DIRECTIONS >> Pick up the CCPA overview where it stops and add further points about the act.

SELECTED EXCERPT START

What You Need to Know about the CCPA?

  • CCPA’s protections apply to all California residents, regardless of their relationship with an organization (e.g., employees, customers, business leads) or whether their personal information is collected online or offline.
  • Companies that handle personal information – any information that identifies a consumer or household – of as few as 50,000 devices, individuals or households annually may be subject to the act.
  • Businesses with revenues of $25 million or more may have compliance obligations no matter how much personal information they collect from Californians.
  • The CCPA provides California residents with a right to be informed of the “categories” of personal information that a business collects or otherwise receives, sells or discloses about them; the purposes for these activities; and the categories of parties to which their personal information is disclosed.
  • The Act also grants California residents the right to request more detailed information about the personal information a business holds specifically about them, and the right to obtain portable copies of their personal information from the business.
  • The CCPA gives Californians the right to prohibit a business from selling their personal information, and to request that a business delete their personal information.

SELECTED EXCERPT END
LISTED ENTRIES START

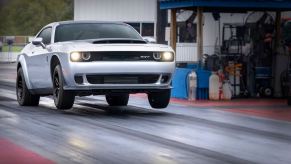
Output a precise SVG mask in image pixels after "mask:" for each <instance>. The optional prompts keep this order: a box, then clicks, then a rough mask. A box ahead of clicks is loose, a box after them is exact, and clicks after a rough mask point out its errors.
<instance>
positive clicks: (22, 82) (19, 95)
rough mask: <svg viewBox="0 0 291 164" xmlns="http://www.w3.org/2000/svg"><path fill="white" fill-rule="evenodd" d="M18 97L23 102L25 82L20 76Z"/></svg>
mask: <svg viewBox="0 0 291 164" xmlns="http://www.w3.org/2000/svg"><path fill="white" fill-rule="evenodd" d="M17 97H18V99H19V100H21V99H22V97H23V80H22V77H21V76H19V75H18V80H17Z"/></svg>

LISTED ENTRIES END

OUTPUT FOR THIS TASK >>
  • Violations of the CCPA are enforceable by the California Attorney General, who may bring actions for civil penalties of $2,500 per violation, or up to $7,500 per intentional violation.
  • Notably, the CCPA includes a private right of action with the potential for statutory damages, though as currently drafted this remedy is most likely intended to be limited to certain types of data security incidents
  • Delete their personal information (but unlike GDPR, the CCPA does NOT include a right to correct the data recorded.)
  • Provide equal service and/or price even when they invoke their rights
  • One key difference between CCPA and GDPR is that the California regulation does not explicitly require you to opt in consumers in order to collect their data.

In Conclusion, So now that you have a better understating of the new California Consumer Privacy Act, what should you do? Well here is a list of some CCPA tasks you might consider:

CCPA INTERNAL TO DO LIST:

  1. Conduct a data inventory and/or data mapping of the personal data your business accesses and any instances of “selling” (a broad CA definition) of that data

This task generally requires your Information-security team attention.

  1. Evaluate all new CA Consumer individual rights to their data access and erasure of data

This task probably requires an update to your corporate Privacy Policy.

  1. New individual right to opt-out of data selling

This requires including the “Do Not Sell My Data”, opt-out option before you collect CA Consumer Data

  1. Updating service-level agreements with third-party processors

You need to ensure they accept CCPA responsibilities and have a duty to destroy or return CA Consumer data as soon as the work is completed. 

  1. Remediation of information security gaps and system vulnerabilities

Must be coordinated with your Information-security tam.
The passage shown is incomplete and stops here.